● **Work task A**: Copy everything in the passage on women's rights below from "Policymaking around violence" down to "prove sexual intent.", word for word.
● **Work task B**: Summarize the passage on women's rights below in two sentences.
● **Work task C**: In the passage on women's rights below, to what body did the Prime Minister refer the new domestic violence bill?

● **Passage shown**:

The media became increasingly critical of the state during the first year of the pandemic. A group of women journalists who wrote articles or posted online commentary critical of the government’s pandemic response efforts were attacked and threatened on social media by persons linked to the ruling party. Activists and media representatives signed a petition which featured the journalists’ statement. The journalists testified to the standing committee on human rights in the National Assembly on the extent of threat and harassment they experienced. Although the government denied responsibility, the effect of the harassment was a deepening of vulnerability of women active in media spaces.

Decreased advocacy for effective policy reform

The disconnect between official voices and activists on women’s issues became further apparent during the debate over policy reforms to tackle sexual violence. Prime Minister Khan promised exemplary punishment for the motorway case rapist, suggesting chemical castration and public hanging of serial rapists, while activists oppose the death penalty and argue that existing laws need to be implemented more effectively before introducing new ones. Nonetheless, a new ordinance established special courts for women and children and other measures to improve investigation for rape, and included punishments of voluntary chemical castration and hanging – but not in public.

Policymaking around violence against women remains mixed at best. A new bill to curb domestic violence tabled in Islamabad’s parliament has stalled. The Prime Minister referred it to the Council of Islamic Ideology, known for its history of drafting discriminatory laws against women and religious minorities, including the 1979 Hudood Ordinances. This year a court in Punjab declared the two-finger test of rape victims as violative of their right to dignity in response to a petition filed by women activists. But in a blow to feminists, the Supreme Court recently ruled that in sexual harassment cases the complainant must prove sexual intent.

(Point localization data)
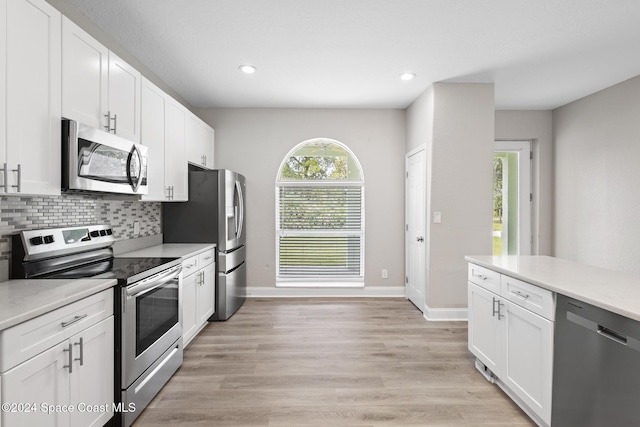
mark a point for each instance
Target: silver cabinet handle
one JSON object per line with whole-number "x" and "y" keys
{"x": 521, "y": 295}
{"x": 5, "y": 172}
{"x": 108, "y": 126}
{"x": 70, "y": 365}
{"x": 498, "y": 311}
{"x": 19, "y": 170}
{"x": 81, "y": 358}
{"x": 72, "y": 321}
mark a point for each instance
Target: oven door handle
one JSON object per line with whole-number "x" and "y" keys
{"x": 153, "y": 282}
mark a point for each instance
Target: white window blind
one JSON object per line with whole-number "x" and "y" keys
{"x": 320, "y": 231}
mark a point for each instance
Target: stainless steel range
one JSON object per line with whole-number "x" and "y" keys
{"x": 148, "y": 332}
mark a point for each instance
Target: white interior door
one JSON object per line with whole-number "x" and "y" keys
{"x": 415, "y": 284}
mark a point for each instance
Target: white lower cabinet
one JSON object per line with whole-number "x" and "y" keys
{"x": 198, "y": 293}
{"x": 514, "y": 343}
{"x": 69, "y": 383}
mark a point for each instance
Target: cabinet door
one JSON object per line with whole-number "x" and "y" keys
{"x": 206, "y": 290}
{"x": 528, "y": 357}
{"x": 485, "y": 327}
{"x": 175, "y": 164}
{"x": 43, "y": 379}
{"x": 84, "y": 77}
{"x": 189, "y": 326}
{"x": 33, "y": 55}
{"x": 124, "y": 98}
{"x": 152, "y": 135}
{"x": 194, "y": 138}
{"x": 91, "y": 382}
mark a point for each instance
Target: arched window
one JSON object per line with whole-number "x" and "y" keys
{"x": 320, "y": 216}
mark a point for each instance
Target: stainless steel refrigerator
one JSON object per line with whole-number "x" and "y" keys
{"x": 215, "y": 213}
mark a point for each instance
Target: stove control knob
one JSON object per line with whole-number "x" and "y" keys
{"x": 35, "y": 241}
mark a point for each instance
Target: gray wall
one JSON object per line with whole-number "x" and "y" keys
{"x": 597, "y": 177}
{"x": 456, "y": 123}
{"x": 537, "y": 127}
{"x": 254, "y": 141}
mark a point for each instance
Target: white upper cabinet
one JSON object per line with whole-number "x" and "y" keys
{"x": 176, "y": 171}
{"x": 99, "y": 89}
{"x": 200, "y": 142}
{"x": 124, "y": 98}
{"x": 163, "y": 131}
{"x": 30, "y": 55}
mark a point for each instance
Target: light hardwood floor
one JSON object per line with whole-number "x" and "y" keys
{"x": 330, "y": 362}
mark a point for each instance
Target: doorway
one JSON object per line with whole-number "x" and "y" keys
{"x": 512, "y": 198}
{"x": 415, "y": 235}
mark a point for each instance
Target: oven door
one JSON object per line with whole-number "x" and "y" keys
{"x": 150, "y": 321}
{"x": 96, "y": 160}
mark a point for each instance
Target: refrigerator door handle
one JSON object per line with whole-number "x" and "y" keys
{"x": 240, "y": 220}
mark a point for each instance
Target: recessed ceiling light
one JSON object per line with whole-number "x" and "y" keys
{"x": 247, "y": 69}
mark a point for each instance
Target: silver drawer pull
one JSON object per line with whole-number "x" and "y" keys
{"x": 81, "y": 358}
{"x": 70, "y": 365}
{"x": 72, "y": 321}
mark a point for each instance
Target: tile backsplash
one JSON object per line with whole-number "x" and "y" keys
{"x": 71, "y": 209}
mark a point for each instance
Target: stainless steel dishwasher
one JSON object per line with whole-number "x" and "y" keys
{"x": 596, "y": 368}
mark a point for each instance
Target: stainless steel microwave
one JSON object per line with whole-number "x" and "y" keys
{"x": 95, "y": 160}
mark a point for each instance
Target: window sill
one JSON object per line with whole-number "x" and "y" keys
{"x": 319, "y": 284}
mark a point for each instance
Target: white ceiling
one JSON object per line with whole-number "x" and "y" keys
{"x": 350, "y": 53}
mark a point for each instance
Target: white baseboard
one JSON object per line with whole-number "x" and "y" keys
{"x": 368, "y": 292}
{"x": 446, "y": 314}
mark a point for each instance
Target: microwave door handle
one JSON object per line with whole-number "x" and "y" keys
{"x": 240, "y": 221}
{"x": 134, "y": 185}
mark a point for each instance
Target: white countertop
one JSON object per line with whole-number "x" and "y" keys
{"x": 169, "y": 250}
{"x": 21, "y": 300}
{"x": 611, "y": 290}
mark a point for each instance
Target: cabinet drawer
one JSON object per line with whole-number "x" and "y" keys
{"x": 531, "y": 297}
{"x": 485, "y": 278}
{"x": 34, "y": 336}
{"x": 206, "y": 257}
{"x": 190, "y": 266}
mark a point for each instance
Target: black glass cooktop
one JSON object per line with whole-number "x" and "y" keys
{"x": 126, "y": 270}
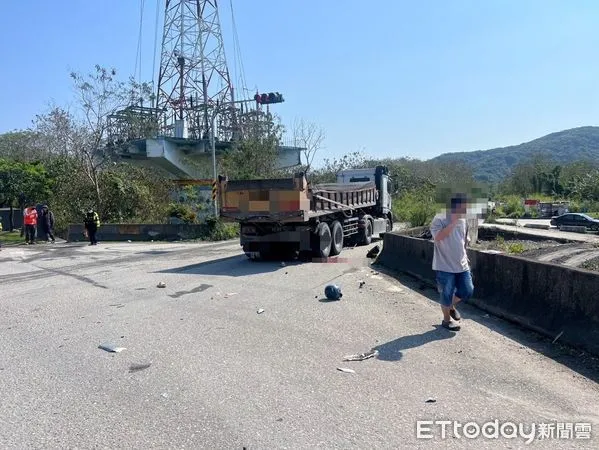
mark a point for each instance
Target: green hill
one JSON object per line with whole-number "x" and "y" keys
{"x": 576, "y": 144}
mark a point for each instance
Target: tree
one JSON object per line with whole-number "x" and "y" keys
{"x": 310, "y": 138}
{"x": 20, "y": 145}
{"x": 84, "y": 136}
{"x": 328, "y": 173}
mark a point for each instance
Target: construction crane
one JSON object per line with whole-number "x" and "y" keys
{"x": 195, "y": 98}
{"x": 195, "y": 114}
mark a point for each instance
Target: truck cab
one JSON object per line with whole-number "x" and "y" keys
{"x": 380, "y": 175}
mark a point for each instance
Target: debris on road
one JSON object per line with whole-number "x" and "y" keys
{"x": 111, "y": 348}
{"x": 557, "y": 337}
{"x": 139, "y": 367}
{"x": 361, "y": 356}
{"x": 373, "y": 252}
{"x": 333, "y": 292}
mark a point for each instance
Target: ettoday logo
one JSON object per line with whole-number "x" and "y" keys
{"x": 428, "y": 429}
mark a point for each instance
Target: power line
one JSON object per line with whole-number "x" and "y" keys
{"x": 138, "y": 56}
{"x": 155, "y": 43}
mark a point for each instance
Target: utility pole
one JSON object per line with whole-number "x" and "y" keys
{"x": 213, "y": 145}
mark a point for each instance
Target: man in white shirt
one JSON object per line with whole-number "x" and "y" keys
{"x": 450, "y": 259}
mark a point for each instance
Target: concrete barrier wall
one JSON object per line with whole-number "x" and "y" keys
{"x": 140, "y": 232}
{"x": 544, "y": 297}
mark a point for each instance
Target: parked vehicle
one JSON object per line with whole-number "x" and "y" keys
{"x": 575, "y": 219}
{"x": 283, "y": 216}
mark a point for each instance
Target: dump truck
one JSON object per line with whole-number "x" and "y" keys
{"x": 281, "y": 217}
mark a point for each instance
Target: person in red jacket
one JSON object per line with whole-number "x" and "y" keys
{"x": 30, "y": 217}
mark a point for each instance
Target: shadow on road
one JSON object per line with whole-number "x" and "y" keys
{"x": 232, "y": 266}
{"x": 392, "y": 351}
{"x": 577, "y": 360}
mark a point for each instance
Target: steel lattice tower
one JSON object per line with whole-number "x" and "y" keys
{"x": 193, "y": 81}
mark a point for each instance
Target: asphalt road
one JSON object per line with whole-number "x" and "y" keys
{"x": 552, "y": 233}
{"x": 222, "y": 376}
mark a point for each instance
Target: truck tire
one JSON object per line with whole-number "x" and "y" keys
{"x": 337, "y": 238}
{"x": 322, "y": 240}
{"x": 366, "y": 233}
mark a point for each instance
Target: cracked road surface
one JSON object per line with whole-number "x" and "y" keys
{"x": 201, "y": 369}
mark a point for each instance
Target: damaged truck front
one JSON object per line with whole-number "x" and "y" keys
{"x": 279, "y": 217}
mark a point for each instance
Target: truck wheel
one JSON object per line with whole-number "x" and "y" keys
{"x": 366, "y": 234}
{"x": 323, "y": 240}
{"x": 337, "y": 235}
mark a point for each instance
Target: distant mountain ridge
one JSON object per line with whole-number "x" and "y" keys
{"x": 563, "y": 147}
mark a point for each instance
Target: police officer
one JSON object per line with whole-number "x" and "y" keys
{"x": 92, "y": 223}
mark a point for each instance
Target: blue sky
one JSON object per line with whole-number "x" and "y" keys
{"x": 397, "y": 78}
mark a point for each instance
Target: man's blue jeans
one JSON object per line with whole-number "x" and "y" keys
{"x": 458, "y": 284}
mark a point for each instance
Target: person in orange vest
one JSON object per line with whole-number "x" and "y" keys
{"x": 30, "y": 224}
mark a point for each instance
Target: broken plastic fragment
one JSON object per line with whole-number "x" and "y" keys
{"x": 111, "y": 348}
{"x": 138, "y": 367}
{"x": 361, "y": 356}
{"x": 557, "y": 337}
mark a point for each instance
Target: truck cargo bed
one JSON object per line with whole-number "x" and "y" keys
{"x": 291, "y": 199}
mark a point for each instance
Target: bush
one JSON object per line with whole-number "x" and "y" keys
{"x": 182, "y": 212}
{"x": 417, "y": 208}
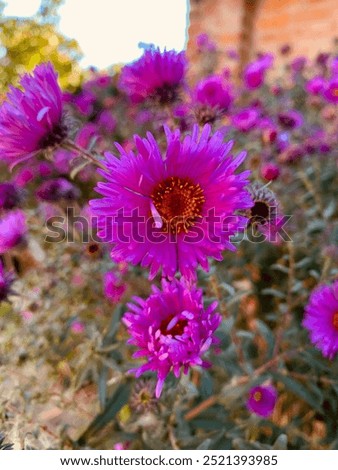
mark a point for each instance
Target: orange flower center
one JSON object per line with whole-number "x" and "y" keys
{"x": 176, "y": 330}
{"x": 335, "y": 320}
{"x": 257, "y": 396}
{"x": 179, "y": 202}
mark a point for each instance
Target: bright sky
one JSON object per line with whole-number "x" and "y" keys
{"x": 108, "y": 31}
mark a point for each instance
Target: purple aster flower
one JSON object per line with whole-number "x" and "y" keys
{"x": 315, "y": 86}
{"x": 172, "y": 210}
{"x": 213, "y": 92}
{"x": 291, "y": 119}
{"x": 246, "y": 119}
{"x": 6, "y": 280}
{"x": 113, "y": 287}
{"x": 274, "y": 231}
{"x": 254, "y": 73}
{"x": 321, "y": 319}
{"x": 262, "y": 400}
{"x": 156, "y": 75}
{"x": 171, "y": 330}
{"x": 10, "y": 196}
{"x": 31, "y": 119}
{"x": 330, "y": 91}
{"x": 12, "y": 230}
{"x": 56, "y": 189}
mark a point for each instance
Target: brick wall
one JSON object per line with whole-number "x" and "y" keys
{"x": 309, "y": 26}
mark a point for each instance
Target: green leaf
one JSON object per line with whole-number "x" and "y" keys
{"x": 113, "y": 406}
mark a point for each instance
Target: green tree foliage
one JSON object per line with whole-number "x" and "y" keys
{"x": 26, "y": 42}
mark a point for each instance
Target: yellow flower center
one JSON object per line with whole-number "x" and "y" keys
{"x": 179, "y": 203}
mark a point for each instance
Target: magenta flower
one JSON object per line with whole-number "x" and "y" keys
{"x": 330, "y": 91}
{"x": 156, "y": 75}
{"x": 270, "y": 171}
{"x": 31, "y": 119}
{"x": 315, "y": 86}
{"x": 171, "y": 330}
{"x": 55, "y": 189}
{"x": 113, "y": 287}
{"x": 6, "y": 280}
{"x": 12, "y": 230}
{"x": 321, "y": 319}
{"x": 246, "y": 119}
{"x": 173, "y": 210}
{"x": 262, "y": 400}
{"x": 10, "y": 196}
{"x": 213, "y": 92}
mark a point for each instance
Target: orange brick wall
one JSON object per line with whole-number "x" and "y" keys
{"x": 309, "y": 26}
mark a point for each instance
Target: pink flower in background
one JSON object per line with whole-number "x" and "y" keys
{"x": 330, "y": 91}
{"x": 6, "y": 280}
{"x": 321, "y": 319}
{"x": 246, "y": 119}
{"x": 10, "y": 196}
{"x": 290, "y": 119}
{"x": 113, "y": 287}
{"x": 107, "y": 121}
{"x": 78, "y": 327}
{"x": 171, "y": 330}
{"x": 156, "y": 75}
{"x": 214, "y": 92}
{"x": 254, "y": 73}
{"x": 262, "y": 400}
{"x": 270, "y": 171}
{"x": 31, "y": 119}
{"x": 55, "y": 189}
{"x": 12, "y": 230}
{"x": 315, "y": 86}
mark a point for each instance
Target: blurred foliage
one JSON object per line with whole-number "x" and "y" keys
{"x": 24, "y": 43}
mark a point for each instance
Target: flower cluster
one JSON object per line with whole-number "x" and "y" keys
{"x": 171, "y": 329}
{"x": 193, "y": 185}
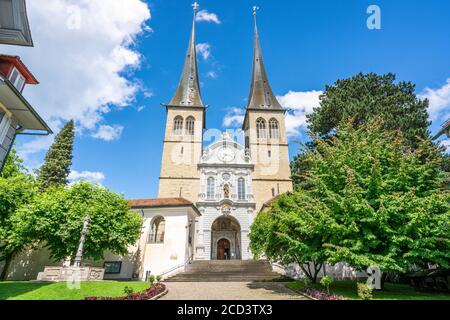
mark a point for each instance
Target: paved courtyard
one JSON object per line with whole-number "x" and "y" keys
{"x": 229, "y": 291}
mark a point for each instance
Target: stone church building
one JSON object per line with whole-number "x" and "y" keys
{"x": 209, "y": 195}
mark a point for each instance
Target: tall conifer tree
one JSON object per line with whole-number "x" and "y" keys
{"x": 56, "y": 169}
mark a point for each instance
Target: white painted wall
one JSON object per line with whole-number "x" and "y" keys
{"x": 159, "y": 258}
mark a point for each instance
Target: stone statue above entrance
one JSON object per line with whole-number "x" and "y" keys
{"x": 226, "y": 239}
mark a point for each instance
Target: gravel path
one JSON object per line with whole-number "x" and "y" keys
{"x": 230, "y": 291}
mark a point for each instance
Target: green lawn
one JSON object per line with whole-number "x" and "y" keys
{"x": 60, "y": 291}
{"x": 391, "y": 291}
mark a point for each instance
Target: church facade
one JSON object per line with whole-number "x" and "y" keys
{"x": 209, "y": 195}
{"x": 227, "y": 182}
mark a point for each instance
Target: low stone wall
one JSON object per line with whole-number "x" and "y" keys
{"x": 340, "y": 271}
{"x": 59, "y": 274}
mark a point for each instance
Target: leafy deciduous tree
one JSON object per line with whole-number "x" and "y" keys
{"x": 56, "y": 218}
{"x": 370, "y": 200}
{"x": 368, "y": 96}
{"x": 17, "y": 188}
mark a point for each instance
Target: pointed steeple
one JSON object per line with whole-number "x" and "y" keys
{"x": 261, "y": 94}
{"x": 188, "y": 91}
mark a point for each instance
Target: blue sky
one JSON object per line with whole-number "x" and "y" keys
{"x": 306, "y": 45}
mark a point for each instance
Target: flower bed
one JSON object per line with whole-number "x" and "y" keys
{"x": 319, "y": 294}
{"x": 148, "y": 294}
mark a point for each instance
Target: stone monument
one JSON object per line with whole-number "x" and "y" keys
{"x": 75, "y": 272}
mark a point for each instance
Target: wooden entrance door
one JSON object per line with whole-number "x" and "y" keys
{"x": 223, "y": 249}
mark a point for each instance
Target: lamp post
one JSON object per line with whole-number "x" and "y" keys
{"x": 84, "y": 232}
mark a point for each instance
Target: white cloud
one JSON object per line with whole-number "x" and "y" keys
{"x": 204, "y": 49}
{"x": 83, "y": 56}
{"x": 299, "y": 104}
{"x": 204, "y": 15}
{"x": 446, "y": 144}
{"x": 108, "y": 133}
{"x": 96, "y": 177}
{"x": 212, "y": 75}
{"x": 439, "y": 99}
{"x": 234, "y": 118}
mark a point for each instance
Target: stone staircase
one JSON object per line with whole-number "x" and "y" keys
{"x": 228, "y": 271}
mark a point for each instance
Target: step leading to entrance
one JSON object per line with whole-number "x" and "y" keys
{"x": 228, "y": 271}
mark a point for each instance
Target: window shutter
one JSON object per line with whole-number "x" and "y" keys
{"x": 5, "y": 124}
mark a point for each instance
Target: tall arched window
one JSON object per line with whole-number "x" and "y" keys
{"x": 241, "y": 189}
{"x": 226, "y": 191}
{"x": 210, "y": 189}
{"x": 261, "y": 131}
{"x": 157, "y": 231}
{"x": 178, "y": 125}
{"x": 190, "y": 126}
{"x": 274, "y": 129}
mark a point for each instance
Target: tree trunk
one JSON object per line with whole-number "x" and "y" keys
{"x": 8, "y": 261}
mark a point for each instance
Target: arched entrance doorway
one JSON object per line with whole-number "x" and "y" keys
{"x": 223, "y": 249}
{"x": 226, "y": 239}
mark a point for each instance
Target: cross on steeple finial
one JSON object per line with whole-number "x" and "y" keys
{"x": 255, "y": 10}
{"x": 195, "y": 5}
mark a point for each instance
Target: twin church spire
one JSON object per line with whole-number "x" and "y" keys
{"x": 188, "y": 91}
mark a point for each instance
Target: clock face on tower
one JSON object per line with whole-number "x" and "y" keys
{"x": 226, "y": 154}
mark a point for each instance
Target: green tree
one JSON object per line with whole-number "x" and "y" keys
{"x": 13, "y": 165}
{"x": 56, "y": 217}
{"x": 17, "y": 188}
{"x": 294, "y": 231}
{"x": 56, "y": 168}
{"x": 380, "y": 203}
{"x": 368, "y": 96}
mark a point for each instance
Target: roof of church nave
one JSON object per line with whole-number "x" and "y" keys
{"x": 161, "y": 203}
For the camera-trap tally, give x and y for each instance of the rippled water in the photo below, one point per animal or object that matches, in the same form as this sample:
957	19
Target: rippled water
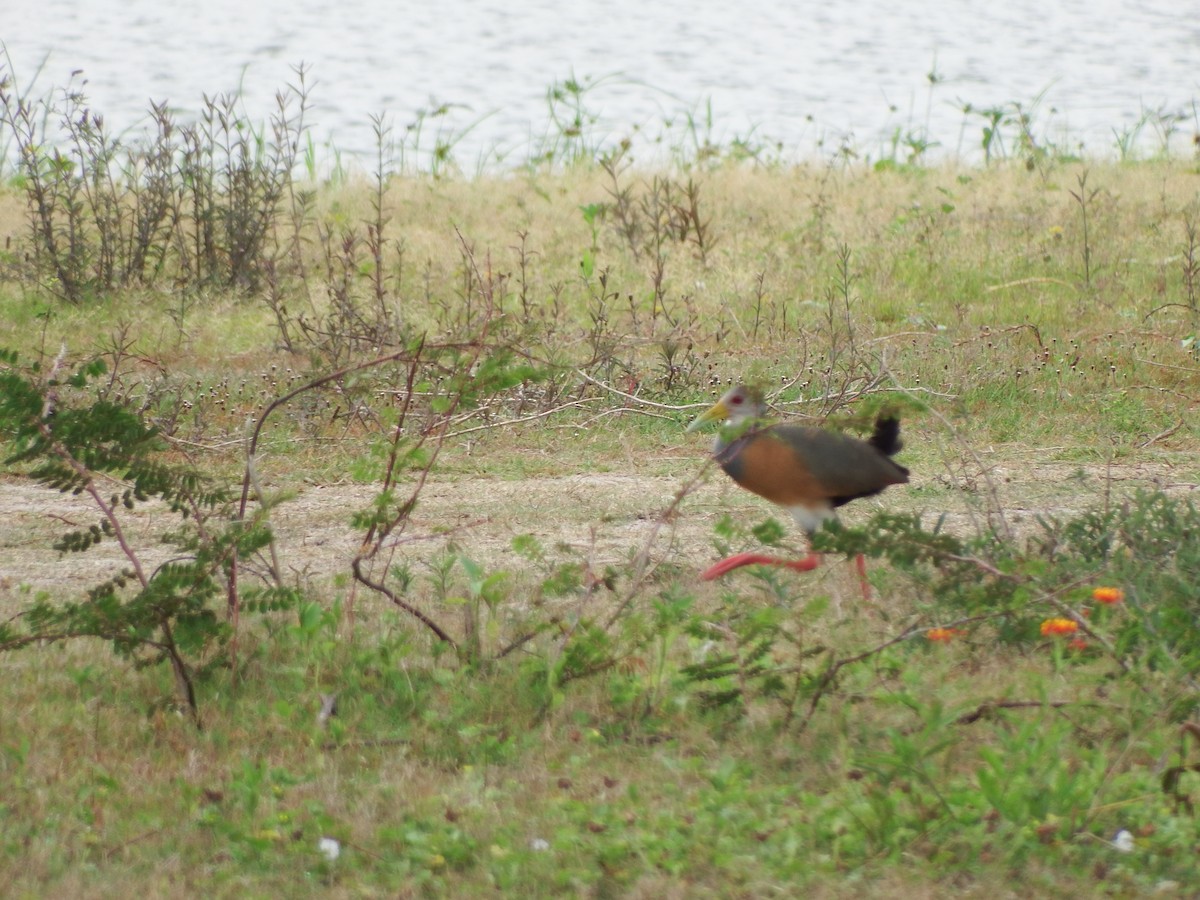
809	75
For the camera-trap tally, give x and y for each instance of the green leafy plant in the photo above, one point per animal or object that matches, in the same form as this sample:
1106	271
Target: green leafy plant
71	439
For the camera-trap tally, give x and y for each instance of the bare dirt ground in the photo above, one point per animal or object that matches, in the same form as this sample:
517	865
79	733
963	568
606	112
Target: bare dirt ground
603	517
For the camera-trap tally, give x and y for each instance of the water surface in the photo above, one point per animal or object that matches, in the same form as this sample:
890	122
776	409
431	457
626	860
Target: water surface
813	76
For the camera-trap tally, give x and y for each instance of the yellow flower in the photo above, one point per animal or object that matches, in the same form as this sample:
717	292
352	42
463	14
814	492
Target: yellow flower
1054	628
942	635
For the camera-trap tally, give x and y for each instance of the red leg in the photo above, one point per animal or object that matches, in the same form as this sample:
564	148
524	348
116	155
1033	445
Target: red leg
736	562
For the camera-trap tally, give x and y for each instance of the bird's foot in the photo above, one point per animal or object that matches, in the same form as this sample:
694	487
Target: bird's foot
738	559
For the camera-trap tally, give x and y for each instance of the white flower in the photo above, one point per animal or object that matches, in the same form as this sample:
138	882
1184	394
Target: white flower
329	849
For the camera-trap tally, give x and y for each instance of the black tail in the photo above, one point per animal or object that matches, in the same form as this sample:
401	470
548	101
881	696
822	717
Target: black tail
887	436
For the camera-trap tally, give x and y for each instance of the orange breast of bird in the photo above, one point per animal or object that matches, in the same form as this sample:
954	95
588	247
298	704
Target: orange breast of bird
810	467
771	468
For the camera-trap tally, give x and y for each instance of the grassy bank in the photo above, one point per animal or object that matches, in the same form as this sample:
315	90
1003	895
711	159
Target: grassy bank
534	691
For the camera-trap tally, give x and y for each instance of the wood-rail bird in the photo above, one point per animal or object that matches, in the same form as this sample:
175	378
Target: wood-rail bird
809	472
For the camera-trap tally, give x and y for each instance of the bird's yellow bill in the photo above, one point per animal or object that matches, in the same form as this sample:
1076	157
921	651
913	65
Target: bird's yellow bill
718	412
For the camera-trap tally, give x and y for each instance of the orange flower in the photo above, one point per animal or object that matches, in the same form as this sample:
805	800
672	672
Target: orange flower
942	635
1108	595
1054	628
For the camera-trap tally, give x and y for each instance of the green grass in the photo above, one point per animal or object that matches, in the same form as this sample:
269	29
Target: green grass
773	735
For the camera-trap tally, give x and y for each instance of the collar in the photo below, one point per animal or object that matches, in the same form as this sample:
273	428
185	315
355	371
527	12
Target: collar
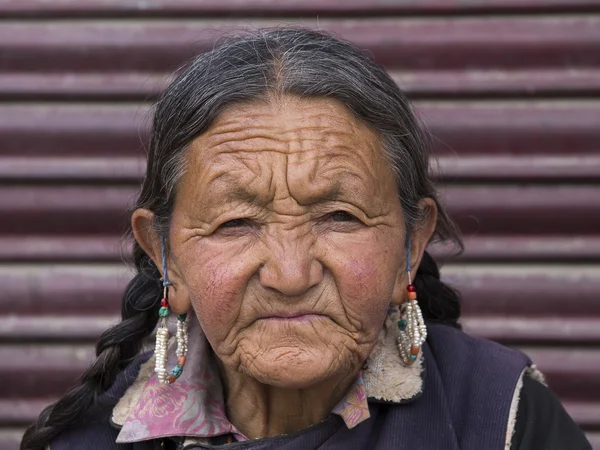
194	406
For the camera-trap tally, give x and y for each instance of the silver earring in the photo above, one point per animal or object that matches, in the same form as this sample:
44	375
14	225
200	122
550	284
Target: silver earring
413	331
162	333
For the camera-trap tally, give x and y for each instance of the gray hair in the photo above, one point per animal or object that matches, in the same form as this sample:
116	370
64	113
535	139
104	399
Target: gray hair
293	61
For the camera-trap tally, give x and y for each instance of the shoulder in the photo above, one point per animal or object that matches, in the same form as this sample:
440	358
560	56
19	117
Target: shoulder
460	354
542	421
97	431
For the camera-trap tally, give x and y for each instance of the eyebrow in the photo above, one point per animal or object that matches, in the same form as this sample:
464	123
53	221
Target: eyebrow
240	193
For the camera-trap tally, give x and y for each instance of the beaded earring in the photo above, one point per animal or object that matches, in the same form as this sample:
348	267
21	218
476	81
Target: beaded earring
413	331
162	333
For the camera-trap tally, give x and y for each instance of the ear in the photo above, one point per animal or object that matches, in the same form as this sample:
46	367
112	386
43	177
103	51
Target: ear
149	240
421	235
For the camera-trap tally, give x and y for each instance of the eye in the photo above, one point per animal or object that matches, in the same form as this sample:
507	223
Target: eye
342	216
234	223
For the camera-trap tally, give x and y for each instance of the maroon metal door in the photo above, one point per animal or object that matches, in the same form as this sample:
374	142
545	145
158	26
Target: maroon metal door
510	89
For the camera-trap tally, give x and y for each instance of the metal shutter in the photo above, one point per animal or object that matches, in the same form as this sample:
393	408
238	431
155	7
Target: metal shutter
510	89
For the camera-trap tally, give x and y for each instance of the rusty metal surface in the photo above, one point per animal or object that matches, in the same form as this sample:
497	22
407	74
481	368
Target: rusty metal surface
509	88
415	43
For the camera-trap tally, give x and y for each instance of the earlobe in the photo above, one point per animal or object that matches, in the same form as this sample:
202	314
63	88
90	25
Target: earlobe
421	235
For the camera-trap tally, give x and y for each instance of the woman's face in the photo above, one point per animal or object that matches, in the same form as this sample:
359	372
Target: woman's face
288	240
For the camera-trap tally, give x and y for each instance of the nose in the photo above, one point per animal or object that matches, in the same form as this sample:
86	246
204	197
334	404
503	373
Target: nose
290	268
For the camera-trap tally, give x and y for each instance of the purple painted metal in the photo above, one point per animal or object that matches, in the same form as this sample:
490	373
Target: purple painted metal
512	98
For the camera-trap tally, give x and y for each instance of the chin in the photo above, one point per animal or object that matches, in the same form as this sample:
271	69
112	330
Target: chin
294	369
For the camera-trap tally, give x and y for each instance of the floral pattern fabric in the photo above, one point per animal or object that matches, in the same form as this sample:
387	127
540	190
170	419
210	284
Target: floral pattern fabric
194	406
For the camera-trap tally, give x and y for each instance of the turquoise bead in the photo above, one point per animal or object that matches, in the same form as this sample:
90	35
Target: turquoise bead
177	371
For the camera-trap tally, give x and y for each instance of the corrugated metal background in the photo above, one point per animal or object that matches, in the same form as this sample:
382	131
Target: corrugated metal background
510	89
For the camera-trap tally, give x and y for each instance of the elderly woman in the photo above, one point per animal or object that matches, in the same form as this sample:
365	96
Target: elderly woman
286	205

● **Task solution A**:
Policymaking around violence against women remains mixed at best. A new bill to curb domestic violence tabled in Islamabad’s parliament has stalled. The Prime Minister referred it to the Council of Islamic Ideology, known for its history of drafting discriminatory laws against women and religious minorities, including the 1979 Hudood Ordinances. This year a court in Punjab declared the two-finger test of rape victims as violative of their right to dignity in response to a petition filed by women activists. But in a blow to feminists, the Supreme Court recently ruled that in sexual harassment cases the complainant must prove sexual intent.

● **Task solution B**: Women journalists who criticized the government's pandemic response were attacked and threatened online by people linked to the ruling party, which deepened the vulnerability of women in media. Policy on sexual and domestic violence has been mixed: a new ordinance created special courts and harsh punishments, a domestic violence bill has stalled, a Punjab court banned the two-finger test, and the Supreme Court ruled that complainants in sexual harassment cases must prove sexual intent.

● **Task solution C**: The Council of Islamic Ideology.